:: DATA RECORDS ::

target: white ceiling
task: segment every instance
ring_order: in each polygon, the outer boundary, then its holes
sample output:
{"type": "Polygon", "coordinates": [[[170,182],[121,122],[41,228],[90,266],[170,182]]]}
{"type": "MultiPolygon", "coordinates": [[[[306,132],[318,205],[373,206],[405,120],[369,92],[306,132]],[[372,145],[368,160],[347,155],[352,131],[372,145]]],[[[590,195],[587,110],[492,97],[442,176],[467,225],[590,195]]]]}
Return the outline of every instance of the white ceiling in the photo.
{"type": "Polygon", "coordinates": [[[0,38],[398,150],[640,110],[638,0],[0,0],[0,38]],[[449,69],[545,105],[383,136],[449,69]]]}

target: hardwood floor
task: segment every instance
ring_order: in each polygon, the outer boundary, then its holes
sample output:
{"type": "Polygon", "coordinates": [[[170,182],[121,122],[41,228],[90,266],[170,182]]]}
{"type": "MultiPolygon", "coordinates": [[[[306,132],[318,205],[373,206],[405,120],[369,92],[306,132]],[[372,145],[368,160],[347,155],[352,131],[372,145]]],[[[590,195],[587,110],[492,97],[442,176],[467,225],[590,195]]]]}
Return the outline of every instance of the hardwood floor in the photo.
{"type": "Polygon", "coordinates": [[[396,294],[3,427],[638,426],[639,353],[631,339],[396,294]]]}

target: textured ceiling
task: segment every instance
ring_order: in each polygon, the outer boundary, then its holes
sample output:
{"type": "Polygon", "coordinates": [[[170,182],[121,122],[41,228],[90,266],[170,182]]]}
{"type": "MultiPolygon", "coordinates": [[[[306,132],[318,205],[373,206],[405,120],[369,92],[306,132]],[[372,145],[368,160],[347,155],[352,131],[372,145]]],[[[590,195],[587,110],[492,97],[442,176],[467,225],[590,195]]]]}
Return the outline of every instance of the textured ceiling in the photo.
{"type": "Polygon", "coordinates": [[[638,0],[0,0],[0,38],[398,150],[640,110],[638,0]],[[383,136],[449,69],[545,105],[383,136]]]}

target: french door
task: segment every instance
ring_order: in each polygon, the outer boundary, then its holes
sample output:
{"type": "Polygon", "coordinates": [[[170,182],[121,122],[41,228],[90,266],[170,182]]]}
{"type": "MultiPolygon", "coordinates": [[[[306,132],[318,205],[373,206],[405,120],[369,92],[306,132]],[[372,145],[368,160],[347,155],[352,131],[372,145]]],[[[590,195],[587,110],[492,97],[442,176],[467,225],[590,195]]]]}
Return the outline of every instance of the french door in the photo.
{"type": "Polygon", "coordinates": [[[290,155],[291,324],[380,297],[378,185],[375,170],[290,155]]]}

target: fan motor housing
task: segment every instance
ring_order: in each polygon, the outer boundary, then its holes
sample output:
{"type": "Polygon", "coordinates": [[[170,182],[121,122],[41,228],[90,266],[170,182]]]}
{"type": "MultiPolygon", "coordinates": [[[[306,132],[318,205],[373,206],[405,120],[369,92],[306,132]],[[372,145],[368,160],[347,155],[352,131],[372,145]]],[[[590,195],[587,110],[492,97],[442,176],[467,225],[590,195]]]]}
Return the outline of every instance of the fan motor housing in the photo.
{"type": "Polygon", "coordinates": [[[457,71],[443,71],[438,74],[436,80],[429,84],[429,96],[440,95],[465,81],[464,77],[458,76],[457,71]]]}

:::

* _EXERCISE REQUIREMENTS_
Please copy all of the lines above word for word, changing nothing.

* _EXERCISE SOLUTION_
target: white ceiling
task: segment every instance
ring_order: in each polygon, the outer boundary, then its holes
sample output:
{"type": "Polygon", "coordinates": [[[170,182],[121,122],[41,228],[90,266],[170,182]]]}
{"type": "MultiPolygon", "coordinates": [[[[306,132],[318,205],[373,206],[405,120],[369,92],[306,132]],[[372,145],[368,160],[347,155],[352,131],[372,145]]],[[[590,195],[587,110],[492,97],[442,176],[467,225],[590,195]]]]}
Return the outline of every instance of the white ceiling in the photo.
{"type": "Polygon", "coordinates": [[[0,38],[398,150],[640,110],[638,0],[0,0],[0,38]],[[449,69],[545,105],[383,136],[449,69]]]}

target: hardwood floor
task: segment every instance
ring_order: in each polygon, the outer boundary, then its holes
sample output:
{"type": "Polygon", "coordinates": [[[170,182],[121,122],[41,228],[90,266],[170,182]]]}
{"type": "MultiPolygon", "coordinates": [[[[306,132],[318,205],[373,206],[405,120],[369,92],[306,132]],[[372,145],[368,160],[347,155],[352,131],[372,145]]],[[[590,195],[587,110],[492,97],[442,176],[467,225],[590,195]]]]}
Return the outline of every instance of the hardwood floor in the photo.
{"type": "Polygon", "coordinates": [[[396,294],[3,427],[638,426],[639,353],[631,339],[396,294]]]}

target: textured ceiling
task: segment every instance
ring_order: in each polygon, the outer boundary, then its holes
sample output:
{"type": "Polygon", "coordinates": [[[170,182],[121,122],[41,228],[90,266],[170,182]]]}
{"type": "MultiPolygon", "coordinates": [[[[306,132],[318,205],[373,206],[405,120],[369,92],[306,132]],[[372,145],[368,160],[347,155],[352,131],[372,145]]],[[[590,195],[587,110],[492,97],[442,176],[467,225],[590,195]]]]}
Return the outline of every instance of the textured ceiling in the photo.
{"type": "Polygon", "coordinates": [[[638,0],[0,0],[0,38],[398,150],[640,110],[638,0]],[[383,136],[449,69],[545,105],[383,136]]]}

target: french door
task: segment every instance
ring_order: in each polygon, the outer boundary, then its holes
sample output:
{"type": "Polygon", "coordinates": [[[170,182],[121,122],[41,228],[90,266],[170,182]]]}
{"type": "MultiPolygon", "coordinates": [[[[306,132],[318,205],[373,206],[405,120],[369,92],[306,132]],[[372,145],[368,160],[347,155],[352,131],[372,145]]],[[[590,195],[587,110],[492,97],[442,176],[467,225],[590,195]]]]}
Return the outline of every instance of the french door in the photo.
{"type": "Polygon", "coordinates": [[[290,155],[291,324],[380,297],[378,185],[375,170],[290,155]]]}

target: fan motor housing
task: segment every instance
ring_order: in each polygon, the outer boundary, then its holes
sample output:
{"type": "Polygon", "coordinates": [[[170,182],[121,122],[41,228],[90,266],[170,182]]]}
{"type": "MultiPolygon", "coordinates": [[[[306,132],[318,205],[373,206],[405,120],[369,92],[306,132]],[[372,145],[368,160],[347,155],[352,131],[372,145]]],[[[590,195],[587,110],[492,97],[442,176],[467,225],[590,195]]]]}
Return the outline of every instance of the fan motor housing in the photo.
{"type": "Polygon", "coordinates": [[[457,71],[443,71],[438,74],[436,80],[429,84],[429,96],[440,95],[465,81],[464,77],[458,76],[457,71]]]}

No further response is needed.